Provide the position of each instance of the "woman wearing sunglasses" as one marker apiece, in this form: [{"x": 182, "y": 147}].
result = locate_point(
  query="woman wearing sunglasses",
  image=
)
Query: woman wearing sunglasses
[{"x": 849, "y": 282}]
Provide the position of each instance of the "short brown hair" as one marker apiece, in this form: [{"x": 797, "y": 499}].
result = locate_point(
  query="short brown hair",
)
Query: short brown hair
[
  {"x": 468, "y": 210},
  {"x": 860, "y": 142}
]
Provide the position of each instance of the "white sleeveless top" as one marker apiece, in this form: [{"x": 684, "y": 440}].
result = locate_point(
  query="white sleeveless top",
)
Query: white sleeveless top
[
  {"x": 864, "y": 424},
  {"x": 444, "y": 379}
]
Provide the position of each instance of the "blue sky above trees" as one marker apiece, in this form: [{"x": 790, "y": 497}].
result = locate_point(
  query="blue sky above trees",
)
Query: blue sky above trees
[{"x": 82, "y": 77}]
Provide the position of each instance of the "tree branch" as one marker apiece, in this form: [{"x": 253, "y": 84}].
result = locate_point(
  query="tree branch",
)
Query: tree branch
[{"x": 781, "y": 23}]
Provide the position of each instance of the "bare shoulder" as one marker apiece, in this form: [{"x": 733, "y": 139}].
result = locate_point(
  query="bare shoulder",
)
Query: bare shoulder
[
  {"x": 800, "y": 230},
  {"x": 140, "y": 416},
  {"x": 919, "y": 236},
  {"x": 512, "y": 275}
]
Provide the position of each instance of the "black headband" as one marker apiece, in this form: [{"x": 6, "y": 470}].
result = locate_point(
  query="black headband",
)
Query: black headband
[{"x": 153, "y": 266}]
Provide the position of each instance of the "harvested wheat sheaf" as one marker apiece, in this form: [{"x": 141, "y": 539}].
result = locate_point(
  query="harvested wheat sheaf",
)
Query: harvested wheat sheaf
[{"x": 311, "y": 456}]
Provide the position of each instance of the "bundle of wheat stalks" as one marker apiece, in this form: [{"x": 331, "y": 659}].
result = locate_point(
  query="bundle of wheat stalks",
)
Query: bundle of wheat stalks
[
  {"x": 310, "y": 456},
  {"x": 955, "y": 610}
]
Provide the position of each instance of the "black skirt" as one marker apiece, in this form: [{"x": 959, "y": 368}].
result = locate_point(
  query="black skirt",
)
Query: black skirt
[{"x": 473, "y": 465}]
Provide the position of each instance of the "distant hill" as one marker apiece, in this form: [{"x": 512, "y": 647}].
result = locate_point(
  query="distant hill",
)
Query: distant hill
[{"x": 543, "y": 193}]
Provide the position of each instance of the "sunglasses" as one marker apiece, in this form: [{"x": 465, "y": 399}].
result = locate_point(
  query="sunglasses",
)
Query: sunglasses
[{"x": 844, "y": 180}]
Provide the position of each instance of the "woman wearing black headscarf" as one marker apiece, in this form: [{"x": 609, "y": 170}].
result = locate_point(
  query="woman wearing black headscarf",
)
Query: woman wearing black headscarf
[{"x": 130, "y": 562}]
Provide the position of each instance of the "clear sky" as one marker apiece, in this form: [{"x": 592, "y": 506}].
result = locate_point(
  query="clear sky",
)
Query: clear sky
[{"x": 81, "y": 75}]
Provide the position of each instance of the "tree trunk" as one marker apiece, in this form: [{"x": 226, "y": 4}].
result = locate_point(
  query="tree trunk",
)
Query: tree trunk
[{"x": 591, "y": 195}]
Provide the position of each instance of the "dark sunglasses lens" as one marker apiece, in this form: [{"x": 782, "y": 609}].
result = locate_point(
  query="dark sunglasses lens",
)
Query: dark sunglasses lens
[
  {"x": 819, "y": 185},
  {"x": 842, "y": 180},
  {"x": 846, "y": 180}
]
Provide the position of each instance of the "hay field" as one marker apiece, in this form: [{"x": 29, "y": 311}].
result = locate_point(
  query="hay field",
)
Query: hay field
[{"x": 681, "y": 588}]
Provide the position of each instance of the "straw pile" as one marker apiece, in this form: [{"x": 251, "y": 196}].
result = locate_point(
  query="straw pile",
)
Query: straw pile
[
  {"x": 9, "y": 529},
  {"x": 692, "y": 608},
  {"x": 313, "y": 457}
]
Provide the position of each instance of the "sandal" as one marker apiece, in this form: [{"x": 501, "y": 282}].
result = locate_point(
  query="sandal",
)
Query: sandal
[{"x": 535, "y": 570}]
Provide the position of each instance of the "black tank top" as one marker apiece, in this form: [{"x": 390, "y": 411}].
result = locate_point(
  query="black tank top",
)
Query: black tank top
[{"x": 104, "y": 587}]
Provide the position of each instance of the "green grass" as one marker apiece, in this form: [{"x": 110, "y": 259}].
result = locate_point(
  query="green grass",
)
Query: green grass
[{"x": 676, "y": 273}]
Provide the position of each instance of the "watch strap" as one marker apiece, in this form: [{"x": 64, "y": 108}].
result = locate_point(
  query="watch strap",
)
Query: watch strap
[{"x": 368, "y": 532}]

════════════════

» WHAT NEEDS TO BE DONE
Return the listing verbatim.

» FINAL ANSWER
Provide the position of each instance of the "woman wearing sunglasses" as one marker apiece, in this form: [{"x": 182, "y": 147}].
result = locate_point(
  query="woman wearing sunglasses",
  image=
)
Query: woman wearing sunglasses
[{"x": 849, "y": 282}]
Provide the position of each instance of the "short brown hair" as one marker apiece, in this form: [{"x": 797, "y": 499}].
result = locate_point(
  query="short brown hair",
)
Query: short brown hair
[
  {"x": 468, "y": 210},
  {"x": 860, "y": 142}
]
Provide the position of each instance of the "white sleeveless top" as one marker apiece, in this form: [{"x": 684, "y": 440}].
result = locate_point(
  query="white sleeveless top",
)
Query: white sleeveless top
[
  {"x": 864, "y": 424},
  {"x": 444, "y": 379}
]
Provide the position of each instance of the "blue sky above trees" as one marker apiece, in this form: [{"x": 790, "y": 497}].
result = locate_point(
  query="blue sky above trees",
)
Query: blue sky above trees
[{"x": 82, "y": 77}]
Provide the position of each instance of the "tree branch" as one marker apiece, in this form: [{"x": 253, "y": 84}].
result = locate_point(
  query="tree branch",
)
Query: tree branch
[{"x": 781, "y": 23}]
Provide the position of each instance of the "bare shoulder" as one marker apiece, in this form: [{"x": 733, "y": 139}].
result = locate_point(
  query="bare shoulder",
)
Query: bare shoulder
[
  {"x": 800, "y": 230},
  {"x": 140, "y": 416},
  {"x": 919, "y": 236},
  {"x": 512, "y": 275}
]
Provide the position of each instance of the "black headband" as one marker apiece, in this form: [{"x": 6, "y": 470}].
result = locate_point(
  query="black headband",
)
Query: black headband
[{"x": 153, "y": 266}]
Provide the position of each instance of the "harvested wheat sheaf" as one marker apiece, in this form: [{"x": 141, "y": 539}].
result = locate_point(
  query="harvested wheat sheaf",
)
Query: harvested wheat sheaf
[{"x": 311, "y": 456}]
Provide the position of each instance of the "bundle of wheat stalks" as one marker apiece, in this form: [{"x": 331, "y": 659}].
result = locate_point(
  query="bundle of wheat stalks",
)
Query: bundle of wheat stalks
[
  {"x": 310, "y": 456},
  {"x": 955, "y": 610}
]
Provide the position of each instance of the "black skirt" as one marker apiece, in this form: [{"x": 959, "y": 368}].
result = locate_point(
  query="black skirt",
)
Query: black skirt
[{"x": 473, "y": 465}]
Provide the position of each instance of the "distant hill" as one marker apiece, in this form: [{"x": 512, "y": 647}].
result = locate_point(
  query="distant hill",
)
Query: distant hill
[{"x": 543, "y": 193}]
Provide the position of each instance of the "sunglasses" as one marker apiece, in this form: [{"x": 465, "y": 399}].
result = locate_point(
  query="sunglasses",
)
Query: sunglasses
[{"x": 844, "y": 180}]
Provide the position of each instance of the "woman wearing black headscarf" as one marker apiece, in this form: [{"x": 609, "y": 170}].
result = locate_point(
  query="woman wearing black headscarf",
)
Query: woman wearing black headscarf
[{"x": 130, "y": 562}]
Provide the position of each instance of the "clear sky" as one marker apiece, in this form: [{"x": 592, "y": 506}].
result = locate_point(
  query="clear sky",
)
Query: clear sky
[{"x": 81, "y": 75}]
Provide the position of each instance of the "tree trunk" as one marker apiece, in this form: [{"x": 226, "y": 4}].
result = locate_point(
  query="tree trunk",
)
Query: tree trunk
[{"x": 591, "y": 195}]
Provide the position of each instance of the "dark sunglasses lens" as one marker apiece, in this form: [{"x": 782, "y": 609}].
result = locate_point(
  query="dark sunglasses lens",
)
Query: dark sunglasses lens
[
  {"x": 819, "y": 185},
  {"x": 842, "y": 180},
  {"x": 846, "y": 180}
]
Provide the position of each instance of the "hay field" as one marker apiece, in this form: [{"x": 29, "y": 311}].
result = locate_point(
  query="hay field",
)
Query: hay field
[{"x": 681, "y": 588}]
Provide the position of each instance of the "straw pile" as one marker apiece, in this form: [{"x": 251, "y": 196}].
result = locate_point(
  query="straw pile",
)
Query: straw pile
[
  {"x": 9, "y": 529},
  {"x": 692, "y": 608},
  {"x": 313, "y": 457}
]
Provide the position of each instance of the "sandal" as one marker apiece, in this form: [{"x": 501, "y": 282}].
result = locate_point(
  query="sandal",
)
Query: sandal
[{"x": 535, "y": 570}]
Provide the position of each instance of the "black tank top" as one marker apiece, in this form: [{"x": 390, "y": 411}].
result = locate_point(
  query="black tank top",
)
Query: black tank top
[{"x": 104, "y": 587}]
Provide the position of each instance of the "green grass" as one marker apiece, in this form: [{"x": 110, "y": 259}].
result = locate_point(
  query="green grass",
)
Query: green grass
[{"x": 676, "y": 273}]
Provide the position of each instance of the "watch strap" as one marker apiece, in this form: [{"x": 64, "y": 108}].
result = locate_point(
  query="watch strap",
)
Query: watch strap
[{"x": 368, "y": 532}]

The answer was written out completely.